## Prompt:
Collect every line in the records below that contains the string "street".

## Provided records:
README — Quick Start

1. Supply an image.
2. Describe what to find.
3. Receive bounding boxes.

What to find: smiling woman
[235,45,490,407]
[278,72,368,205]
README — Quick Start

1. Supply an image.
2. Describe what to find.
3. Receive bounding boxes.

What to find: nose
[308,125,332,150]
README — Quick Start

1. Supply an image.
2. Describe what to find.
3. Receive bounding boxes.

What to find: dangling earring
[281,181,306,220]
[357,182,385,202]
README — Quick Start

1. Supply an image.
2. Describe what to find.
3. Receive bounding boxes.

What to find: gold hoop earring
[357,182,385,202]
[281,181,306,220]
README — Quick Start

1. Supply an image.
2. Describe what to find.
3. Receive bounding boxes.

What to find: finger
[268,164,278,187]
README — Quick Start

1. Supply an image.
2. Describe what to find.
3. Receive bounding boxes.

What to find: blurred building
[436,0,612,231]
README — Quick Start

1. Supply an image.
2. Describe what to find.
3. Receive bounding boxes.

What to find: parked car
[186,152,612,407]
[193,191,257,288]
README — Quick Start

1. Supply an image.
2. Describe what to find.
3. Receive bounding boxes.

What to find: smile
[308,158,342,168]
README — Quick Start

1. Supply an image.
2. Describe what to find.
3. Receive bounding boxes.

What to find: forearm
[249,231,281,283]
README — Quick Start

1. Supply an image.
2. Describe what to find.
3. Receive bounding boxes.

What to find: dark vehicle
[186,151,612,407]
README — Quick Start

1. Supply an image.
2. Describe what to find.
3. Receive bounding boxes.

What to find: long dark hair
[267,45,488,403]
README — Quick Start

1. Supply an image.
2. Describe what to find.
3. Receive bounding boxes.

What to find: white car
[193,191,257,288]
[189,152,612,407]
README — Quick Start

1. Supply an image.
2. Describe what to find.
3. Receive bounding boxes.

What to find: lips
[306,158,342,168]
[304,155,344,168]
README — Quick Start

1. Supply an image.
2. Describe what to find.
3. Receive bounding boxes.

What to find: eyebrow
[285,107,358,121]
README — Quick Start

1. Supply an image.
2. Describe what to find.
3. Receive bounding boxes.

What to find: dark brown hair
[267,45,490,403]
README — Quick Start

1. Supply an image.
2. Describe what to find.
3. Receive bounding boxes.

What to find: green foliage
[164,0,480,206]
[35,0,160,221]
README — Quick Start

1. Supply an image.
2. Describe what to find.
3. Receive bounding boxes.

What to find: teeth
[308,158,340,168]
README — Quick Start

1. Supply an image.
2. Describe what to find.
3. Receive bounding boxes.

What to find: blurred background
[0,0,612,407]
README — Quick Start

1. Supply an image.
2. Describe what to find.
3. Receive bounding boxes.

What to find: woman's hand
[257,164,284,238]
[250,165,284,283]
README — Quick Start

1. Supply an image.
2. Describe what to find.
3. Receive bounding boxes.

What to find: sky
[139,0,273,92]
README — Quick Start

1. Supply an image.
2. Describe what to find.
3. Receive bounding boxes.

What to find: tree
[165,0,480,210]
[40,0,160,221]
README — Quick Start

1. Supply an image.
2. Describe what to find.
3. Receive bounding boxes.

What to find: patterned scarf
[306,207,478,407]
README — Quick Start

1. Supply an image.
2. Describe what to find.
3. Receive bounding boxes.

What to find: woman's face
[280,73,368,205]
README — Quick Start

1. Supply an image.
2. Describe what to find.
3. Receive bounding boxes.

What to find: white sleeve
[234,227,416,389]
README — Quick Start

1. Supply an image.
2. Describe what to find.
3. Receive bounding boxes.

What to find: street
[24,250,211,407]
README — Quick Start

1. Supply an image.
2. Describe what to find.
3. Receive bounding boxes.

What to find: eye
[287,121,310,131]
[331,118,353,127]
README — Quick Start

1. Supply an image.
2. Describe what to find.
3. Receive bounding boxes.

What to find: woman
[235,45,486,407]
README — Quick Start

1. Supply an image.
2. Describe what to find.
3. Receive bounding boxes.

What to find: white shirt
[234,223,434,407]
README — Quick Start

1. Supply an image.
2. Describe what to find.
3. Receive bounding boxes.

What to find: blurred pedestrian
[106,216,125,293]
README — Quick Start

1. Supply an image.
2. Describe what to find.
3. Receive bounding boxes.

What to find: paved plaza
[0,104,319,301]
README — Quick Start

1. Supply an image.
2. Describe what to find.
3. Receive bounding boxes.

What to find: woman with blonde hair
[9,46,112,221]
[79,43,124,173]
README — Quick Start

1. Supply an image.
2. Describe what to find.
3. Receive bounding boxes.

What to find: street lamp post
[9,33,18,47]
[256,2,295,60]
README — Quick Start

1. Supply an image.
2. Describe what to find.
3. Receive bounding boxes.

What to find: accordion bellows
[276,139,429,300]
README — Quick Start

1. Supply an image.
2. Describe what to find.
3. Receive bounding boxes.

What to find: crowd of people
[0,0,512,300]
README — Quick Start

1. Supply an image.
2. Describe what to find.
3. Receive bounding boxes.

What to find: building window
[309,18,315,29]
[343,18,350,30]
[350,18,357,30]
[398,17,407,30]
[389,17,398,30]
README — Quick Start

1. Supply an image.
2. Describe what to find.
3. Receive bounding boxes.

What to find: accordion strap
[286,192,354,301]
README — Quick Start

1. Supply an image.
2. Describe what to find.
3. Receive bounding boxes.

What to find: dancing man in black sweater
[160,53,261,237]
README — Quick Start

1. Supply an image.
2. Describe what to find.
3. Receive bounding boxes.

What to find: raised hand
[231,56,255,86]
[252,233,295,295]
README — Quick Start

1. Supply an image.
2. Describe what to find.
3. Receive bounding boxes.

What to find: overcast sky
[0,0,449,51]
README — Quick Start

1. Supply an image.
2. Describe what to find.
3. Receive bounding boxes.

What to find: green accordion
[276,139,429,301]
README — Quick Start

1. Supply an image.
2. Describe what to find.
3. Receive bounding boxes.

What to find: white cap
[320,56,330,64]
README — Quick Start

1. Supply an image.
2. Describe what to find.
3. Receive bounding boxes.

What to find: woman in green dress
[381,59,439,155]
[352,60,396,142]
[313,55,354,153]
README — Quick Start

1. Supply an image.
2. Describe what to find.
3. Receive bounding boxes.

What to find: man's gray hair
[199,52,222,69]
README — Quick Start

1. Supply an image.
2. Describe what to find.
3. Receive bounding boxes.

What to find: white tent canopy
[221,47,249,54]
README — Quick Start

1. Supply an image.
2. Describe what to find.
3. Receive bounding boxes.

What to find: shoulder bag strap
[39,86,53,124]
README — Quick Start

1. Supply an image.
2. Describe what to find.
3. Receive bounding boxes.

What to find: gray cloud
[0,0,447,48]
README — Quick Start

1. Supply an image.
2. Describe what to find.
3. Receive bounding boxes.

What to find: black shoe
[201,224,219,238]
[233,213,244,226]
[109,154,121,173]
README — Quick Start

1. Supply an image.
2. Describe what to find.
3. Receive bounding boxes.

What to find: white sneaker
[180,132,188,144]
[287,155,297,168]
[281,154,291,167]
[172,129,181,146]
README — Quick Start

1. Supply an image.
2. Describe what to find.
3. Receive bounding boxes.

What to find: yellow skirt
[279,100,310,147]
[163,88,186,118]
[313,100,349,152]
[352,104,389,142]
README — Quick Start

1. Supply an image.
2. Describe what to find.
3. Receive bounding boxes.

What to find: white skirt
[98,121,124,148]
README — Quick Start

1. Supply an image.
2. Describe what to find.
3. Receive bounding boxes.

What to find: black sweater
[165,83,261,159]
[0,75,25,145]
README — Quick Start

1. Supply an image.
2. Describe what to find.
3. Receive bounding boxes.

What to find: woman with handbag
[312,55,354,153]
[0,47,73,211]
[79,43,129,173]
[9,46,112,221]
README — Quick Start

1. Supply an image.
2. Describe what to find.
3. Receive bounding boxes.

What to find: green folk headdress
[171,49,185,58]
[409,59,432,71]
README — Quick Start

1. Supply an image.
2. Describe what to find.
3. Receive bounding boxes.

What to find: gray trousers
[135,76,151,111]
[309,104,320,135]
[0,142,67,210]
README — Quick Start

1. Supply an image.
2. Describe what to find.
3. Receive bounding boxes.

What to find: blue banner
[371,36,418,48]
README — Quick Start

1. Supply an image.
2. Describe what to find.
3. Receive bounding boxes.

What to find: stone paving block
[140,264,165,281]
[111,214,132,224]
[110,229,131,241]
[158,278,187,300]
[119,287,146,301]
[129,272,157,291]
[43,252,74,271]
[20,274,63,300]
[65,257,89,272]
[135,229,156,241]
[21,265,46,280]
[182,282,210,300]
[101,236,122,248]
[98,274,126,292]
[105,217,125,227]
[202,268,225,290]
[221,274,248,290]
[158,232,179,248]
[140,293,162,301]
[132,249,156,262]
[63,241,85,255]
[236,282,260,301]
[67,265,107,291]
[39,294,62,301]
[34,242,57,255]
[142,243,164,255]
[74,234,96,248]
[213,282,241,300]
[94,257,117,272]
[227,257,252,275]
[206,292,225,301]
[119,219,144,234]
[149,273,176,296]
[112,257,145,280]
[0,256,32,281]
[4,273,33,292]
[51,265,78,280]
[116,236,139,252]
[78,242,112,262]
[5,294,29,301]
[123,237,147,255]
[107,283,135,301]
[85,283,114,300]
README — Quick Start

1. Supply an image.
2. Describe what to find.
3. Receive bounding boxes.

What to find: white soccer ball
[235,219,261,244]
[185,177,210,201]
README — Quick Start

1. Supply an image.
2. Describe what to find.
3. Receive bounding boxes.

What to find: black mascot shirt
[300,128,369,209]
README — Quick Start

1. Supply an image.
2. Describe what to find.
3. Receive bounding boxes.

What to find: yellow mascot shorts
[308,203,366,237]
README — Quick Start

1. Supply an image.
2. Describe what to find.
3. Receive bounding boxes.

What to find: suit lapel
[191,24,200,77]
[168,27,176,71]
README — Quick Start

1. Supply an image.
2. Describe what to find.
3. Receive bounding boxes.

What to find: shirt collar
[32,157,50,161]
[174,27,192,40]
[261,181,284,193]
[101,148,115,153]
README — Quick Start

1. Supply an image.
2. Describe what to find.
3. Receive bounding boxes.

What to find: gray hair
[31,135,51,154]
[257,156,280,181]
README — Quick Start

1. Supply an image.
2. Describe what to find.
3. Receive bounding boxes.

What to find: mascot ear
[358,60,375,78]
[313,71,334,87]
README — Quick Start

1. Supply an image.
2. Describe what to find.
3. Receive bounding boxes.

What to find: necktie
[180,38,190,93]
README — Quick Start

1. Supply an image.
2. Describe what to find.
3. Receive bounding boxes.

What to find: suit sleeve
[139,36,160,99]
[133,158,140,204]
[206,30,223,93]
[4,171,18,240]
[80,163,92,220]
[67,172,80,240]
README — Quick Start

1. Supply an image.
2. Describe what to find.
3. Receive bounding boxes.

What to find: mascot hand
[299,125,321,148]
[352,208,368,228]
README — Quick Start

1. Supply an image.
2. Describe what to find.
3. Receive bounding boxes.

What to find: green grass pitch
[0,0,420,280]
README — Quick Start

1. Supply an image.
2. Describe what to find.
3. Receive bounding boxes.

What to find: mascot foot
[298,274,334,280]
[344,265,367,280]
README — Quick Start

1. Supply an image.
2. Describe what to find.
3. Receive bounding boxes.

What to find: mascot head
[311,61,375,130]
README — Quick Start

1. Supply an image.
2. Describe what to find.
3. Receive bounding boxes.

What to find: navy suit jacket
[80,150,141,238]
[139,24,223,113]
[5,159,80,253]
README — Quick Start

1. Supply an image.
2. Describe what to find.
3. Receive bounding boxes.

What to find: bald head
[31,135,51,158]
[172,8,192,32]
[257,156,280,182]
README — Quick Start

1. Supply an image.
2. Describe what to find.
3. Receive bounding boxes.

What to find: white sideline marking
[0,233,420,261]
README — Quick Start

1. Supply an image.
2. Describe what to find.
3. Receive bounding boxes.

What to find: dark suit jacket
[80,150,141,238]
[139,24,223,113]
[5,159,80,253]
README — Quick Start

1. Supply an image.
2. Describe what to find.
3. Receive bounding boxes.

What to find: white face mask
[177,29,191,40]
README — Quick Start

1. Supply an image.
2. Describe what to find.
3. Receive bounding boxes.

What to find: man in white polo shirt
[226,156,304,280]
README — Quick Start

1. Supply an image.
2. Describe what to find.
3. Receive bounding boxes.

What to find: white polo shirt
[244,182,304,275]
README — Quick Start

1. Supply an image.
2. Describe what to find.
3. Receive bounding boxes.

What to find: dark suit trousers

## Response to the task:
What to find: street
What to find: street lamp post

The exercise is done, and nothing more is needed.